Stored data entries:

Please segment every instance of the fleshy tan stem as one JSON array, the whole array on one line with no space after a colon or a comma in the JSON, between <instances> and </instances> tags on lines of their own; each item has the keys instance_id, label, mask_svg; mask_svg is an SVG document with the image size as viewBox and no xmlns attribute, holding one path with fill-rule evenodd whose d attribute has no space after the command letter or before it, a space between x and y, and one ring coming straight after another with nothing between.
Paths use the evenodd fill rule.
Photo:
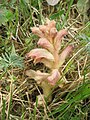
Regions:
<instances>
[{"instance_id":1,"label":"fleshy tan stem","mask_svg":"<svg viewBox=\"0 0 90 120\"><path fill-rule=\"evenodd\" d=\"M52 95L51 95L52 86L48 82L43 81L41 83L41 87L43 89L44 97L48 98L48 101L51 101L52 100Z\"/></svg>"}]
</instances>

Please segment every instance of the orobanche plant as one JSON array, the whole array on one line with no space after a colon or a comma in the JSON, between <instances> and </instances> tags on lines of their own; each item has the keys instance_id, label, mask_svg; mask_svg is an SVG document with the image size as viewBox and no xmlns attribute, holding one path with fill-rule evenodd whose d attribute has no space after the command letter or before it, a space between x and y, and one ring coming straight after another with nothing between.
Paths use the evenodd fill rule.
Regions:
<instances>
[{"instance_id":1,"label":"orobanche plant","mask_svg":"<svg viewBox=\"0 0 90 120\"><path fill-rule=\"evenodd\" d=\"M26 54L27 58L31 58L36 63L43 63L50 70L48 73L40 70L34 71L32 69L26 71L26 75L34 79L37 84L43 89L43 96L48 97L48 101L52 99L50 95L52 89L57 84L61 89L68 84L65 77L62 77L60 68L65 62L66 57L73 49L72 45L67 46L62 52L61 42L62 38L68 34L67 30L63 29L57 31L54 20L46 20L45 25L31 28L32 33L39 36L39 48L32 49ZM39 96L40 97L40 96Z\"/></svg>"}]
</instances>

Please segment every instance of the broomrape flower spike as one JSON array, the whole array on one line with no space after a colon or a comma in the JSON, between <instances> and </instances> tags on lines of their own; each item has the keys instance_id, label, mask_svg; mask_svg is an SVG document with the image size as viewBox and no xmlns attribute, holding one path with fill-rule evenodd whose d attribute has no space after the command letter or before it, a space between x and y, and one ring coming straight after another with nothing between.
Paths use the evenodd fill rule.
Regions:
<instances>
[{"instance_id":1,"label":"broomrape flower spike","mask_svg":"<svg viewBox=\"0 0 90 120\"><path fill-rule=\"evenodd\" d=\"M65 62L66 57L73 49L72 45L67 46L60 54L62 38L68 34L67 30L63 29L57 31L56 22L54 20L46 20L45 25L39 27L32 27L32 33L39 36L38 46L27 53L26 57L34 60L34 64L43 63L50 69L49 73L41 71L34 71L32 69L26 71L26 75L33 78L39 86L43 89L44 97L48 97L52 88L62 78L60 67ZM61 79L62 82L58 85L63 88L68 81L65 78ZM49 96L49 101L51 100Z\"/></svg>"}]
</instances>

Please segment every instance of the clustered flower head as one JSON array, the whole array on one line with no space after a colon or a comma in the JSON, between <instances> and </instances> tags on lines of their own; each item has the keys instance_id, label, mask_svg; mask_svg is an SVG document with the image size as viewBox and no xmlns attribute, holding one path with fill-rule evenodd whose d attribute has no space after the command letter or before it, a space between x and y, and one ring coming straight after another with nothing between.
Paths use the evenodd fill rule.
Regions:
<instances>
[{"instance_id":1,"label":"clustered flower head","mask_svg":"<svg viewBox=\"0 0 90 120\"><path fill-rule=\"evenodd\" d=\"M61 43L62 38L68 34L67 30L63 29L57 31L56 22L54 20L46 20L45 25L31 28L32 33L39 37L37 42L39 48L32 49L26 54L27 58L31 58L33 63L43 63L50 69L48 73L41 71L34 71L32 69L26 71L26 75L33 78L39 86L43 89L43 94L47 97L51 89L61 79L62 75L60 67L65 62L66 57L73 49L72 45L67 46L62 52ZM63 87L67 83L66 79L61 79L62 82L58 84Z\"/></svg>"}]
</instances>

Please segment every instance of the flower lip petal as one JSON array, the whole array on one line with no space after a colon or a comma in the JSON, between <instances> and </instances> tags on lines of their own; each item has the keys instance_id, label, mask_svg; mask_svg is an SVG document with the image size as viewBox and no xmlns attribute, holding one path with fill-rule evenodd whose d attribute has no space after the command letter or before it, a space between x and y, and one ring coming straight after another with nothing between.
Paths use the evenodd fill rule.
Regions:
<instances>
[{"instance_id":1,"label":"flower lip petal","mask_svg":"<svg viewBox=\"0 0 90 120\"><path fill-rule=\"evenodd\" d=\"M37 44L50 52L54 50L53 45L46 38L40 38Z\"/></svg>"},{"instance_id":2,"label":"flower lip petal","mask_svg":"<svg viewBox=\"0 0 90 120\"><path fill-rule=\"evenodd\" d=\"M54 39L54 46L55 46L55 49L56 49L57 51L59 51L60 48L61 48L61 40L62 40L62 37L64 37L64 35L67 35L67 34L68 34L68 32L67 32L67 30L65 30L65 29L60 30L59 32L57 32L57 35L56 35L56 37L55 37L55 39Z\"/></svg>"},{"instance_id":3,"label":"flower lip petal","mask_svg":"<svg viewBox=\"0 0 90 120\"><path fill-rule=\"evenodd\" d=\"M39 61L41 60L42 62L42 59L46 59L50 62L54 62L54 57L53 55L46 49L43 49L43 48L36 48L36 49L33 49L31 50L27 55L26 57L31 57L31 59L34 59L34 61Z\"/></svg>"}]
</instances>

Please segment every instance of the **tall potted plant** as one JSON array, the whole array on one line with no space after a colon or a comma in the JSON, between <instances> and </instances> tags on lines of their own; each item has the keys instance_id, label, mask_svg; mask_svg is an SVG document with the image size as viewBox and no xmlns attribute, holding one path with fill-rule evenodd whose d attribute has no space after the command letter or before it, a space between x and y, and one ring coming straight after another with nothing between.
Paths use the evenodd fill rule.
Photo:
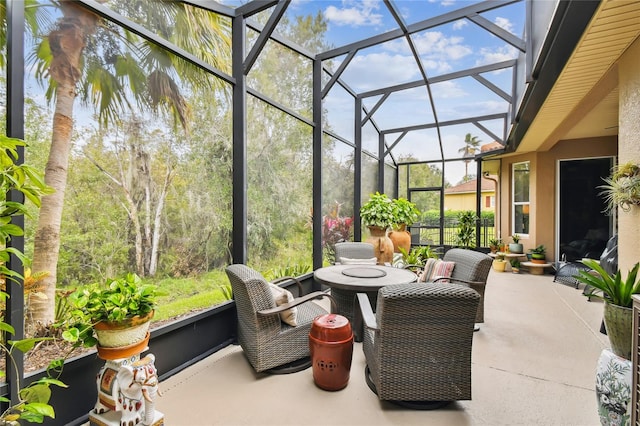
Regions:
<instances>
[{"instance_id":1,"label":"tall potted plant","mask_svg":"<svg viewBox=\"0 0 640 426\"><path fill-rule=\"evenodd\" d=\"M92 284L70 296L75 333L84 346L97 345L103 359L140 353L149 341L149 322L161 293L135 274Z\"/></svg>"},{"instance_id":2,"label":"tall potted plant","mask_svg":"<svg viewBox=\"0 0 640 426\"><path fill-rule=\"evenodd\" d=\"M471 248L475 245L476 220L478 216L471 211L463 211L458 214L458 233L456 244L462 248Z\"/></svg>"},{"instance_id":3,"label":"tall potted plant","mask_svg":"<svg viewBox=\"0 0 640 426\"><path fill-rule=\"evenodd\" d=\"M362 223L369 228L367 242L373 244L378 264L384 265L393 260L393 242L387 235L394 223L393 203L385 194L371 194L369 201L360 207Z\"/></svg>"},{"instance_id":4,"label":"tall potted plant","mask_svg":"<svg viewBox=\"0 0 640 426\"><path fill-rule=\"evenodd\" d=\"M607 273L593 259L584 259L582 263L595 274L581 270L575 278L594 289L586 296L604 300L604 324L611 349L616 355L630 360L633 329L631 295L640 293L640 279L637 279L640 263L635 264L626 279L622 278L619 270L615 275Z\"/></svg>"},{"instance_id":5,"label":"tall potted plant","mask_svg":"<svg viewBox=\"0 0 640 426\"><path fill-rule=\"evenodd\" d=\"M509 251L511 253L522 253L524 251L524 247L520 244L520 235L513 234L511 236L513 243L509 244Z\"/></svg>"},{"instance_id":6,"label":"tall potted plant","mask_svg":"<svg viewBox=\"0 0 640 426\"><path fill-rule=\"evenodd\" d=\"M539 264L546 263L547 248L543 244L540 244L529 251L531 252L531 262Z\"/></svg>"},{"instance_id":7,"label":"tall potted plant","mask_svg":"<svg viewBox=\"0 0 640 426\"><path fill-rule=\"evenodd\" d=\"M406 198L396 198L393 204L393 229L389 238L393 241L393 251L401 253L400 249L408 252L411 249L411 233L407 226L411 226L420 217L420 210Z\"/></svg>"}]
</instances>

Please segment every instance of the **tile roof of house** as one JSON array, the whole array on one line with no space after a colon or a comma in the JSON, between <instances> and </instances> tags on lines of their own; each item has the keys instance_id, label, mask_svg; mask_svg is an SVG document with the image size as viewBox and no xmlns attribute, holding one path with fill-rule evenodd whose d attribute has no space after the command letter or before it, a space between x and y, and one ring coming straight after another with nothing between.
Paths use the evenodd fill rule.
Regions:
<instances>
[{"instance_id":1,"label":"tile roof of house","mask_svg":"<svg viewBox=\"0 0 640 426\"><path fill-rule=\"evenodd\" d=\"M461 194L468 192L476 192L477 179L470 180L468 182L461 183L451 188L444 190L445 194ZM495 182L490 179L482 178L482 192L495 191Z\"/></svg>"}]
</instances>

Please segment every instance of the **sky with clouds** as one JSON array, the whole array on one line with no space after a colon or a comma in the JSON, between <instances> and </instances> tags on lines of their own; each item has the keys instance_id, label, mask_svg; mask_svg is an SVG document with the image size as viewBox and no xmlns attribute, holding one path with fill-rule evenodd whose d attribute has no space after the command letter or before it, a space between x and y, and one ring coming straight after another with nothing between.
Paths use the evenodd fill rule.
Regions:
<instances>
[{"instance_id":1,"label":"sky with clouds","mask_svg":"<svg viewBox=\"0 0 640 426\"><path fill-rule=\"evenodd\" d=\"M407 25L455 11L478 2L459 0L396 0ZM498 27L522 38L525 4L518 2L483 12L481 16ZM333 47L341 47L375 35L396 30L398 25L382 0L293 0L287 9L289 17L322 13L328 23L326 40ZM464 69L515 59L518 50L468 19L460 19L412 35L412 41L428 78ZM345 56L334 58L331 68L337 69ZM328 64L328 63L327 63ZM512 71L484 73L503 91L510 93ZM355 55L341 79L356 92L389 87L420 80L422 75L404 38L361 49ZM372 107L379 97L364 100ZM376 112L374 119L383 129L434 122L460 120L468 117L506 113L508 103L472 77L464 77L433 84L431 93L426 87L394 93ZM340 136L353 139L353 102L337 86L325 98L328 121ZM483 126L502 137L502 120L483 121ZM494 138L473 124L442 127L440 138L445 158L459 158L464 137L471 133L481 143ZM364 132L364 147L377 149L374 132ZM399 135L390 135L393 140ZM438 134L433 130L410 132L394 149L397 155L412 154L419 160L440 157ZM454 180L454 179L452 179Z\"/></svg>"}]
</instances>

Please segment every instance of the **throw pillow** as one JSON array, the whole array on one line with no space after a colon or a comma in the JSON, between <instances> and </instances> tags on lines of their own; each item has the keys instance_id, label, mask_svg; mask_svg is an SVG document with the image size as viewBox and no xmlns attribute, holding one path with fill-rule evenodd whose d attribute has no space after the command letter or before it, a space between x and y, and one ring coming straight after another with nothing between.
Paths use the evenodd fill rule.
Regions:
<instances>
[{"instance_id":1,"label":"throw pillow","mask_svg":"<svg viewBox=\"0 0 640 426\"><path fill-rule=\"evenodd\" d=\"M445 262L441 259L427 259L424 265L424 269L418 278L420 282L431 282L436 278L450 277L453 273L453 268L456 266L455 262ZM447 282L447 281L441 281Z\"/></svg>"},{"instance_id":2,"label":"throw pillow","mask_svg":"<svg viewBox=\"0 0 640 426\"><path fill-rule=\"evenodd\" d=\"M342 265L376 265L378 259L372 257L371 259L351 259L349 257L341 257L340 264Z\"/></svg>"},{"instance_id":3,"label":"throw pillow","mask_svg":"<svg viewBox=\"0 0 640 426\"><path fill-rule=\"evenodd\" d=\"M433 274L431 275L430 281L434 281L436 278L442 277L449 278L453 273L453 268L455 268L455 266L455 262L445 262L444 260L439 261L435 268L433 268ZM441 280L438 282L448 283L449 280Z\"/></svg>"},{"instance_id":4,"label":"throw pillow","mask_svg":"<svg viewBox=\"0 0 640 426\"><path fill-rule=\"evenodd\" d=\"M293 294L286 288L282 288L275 284L269 283L271 288L271 294L276 301L276 306L284 305L285 303L293 302ZM298 308L293 307L285 311L280 312L280 319L282 322L289 324L292 327L298 325Z\"/></svg>"}]
</instances>

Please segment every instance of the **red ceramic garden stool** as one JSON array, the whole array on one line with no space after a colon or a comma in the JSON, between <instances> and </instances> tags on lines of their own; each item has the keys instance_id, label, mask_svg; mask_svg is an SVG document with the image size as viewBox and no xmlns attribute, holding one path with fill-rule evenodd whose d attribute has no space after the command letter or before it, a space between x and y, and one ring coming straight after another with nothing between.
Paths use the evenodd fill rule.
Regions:
<instances>
[{"instance_id":1,"label":"red ceramic garden stool","mask_svg":"<svg viewBox=\"0 0 640 426\"><path fill-rule=\"evenodd\" d=\"M353 356L353 332L342 315L317 317L309 332L313 380L324 390L340 390L349 383Z\"/></svg>"}]
</instances>

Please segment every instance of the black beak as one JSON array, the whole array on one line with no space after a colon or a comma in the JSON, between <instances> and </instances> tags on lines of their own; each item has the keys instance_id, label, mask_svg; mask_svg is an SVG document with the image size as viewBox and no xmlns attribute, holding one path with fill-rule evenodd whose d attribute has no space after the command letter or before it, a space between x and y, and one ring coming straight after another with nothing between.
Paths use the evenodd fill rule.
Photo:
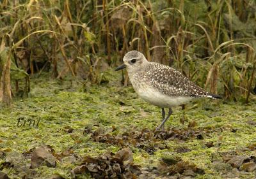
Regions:
<instances>
[{"instance_id":1,"label":"black beak","mask_svg":"<svg viewBox=\"0 0 256 179\"><path fill-rule=\"evenodd\" d=\"M126 66L124 64L123 64L122 65L121 65L121 66L118 66L118 68L116 68L115 69L115 71L118 71L118 70L122 69L125 68L126 68Z\"/></svg>"}]
</instances>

**Problem requirements:** Put the items into a two-column CSV with the columns input and output, starting with the line that contains "Please segment every instance of the black" and going on through the end of the items. Give one row per item, with each field quoted and its line breaks turned into spaces, and leave the pictures out.

**Written solution:**
input,output
"Please segment every instance of the black beak as one JSON array, the whole array on one line with no space after a colon or a comma in the JSON, between <instances> and </instances> tags on lines of their own; each item has the keys instance_id, label, mask_svg; mask_svg is an SVG document with the image size as viewBox and no xmlns attribute, holding one path with fill-rule evenodd whose d attribute has no space after the command letter or before it, a space between x and y, and one ring coming straight after another with nothing between. Paths use the evenodd fill rule. Photo: Regions:","<instances> [{""instance_id"":1,""label"":""black beak"",""mask_svg"":""<svg viewBox=\""0 0 256 179\""><path fill-rule=\""evenodd\"" d=\""M126 66L124 64L123 64L122 65L121 65L121 66L118 66L118 68L116 68L115 69L115 71L118 71L118 70L122 69L125 68L126 68Z\""/></svg>""}] </instances>"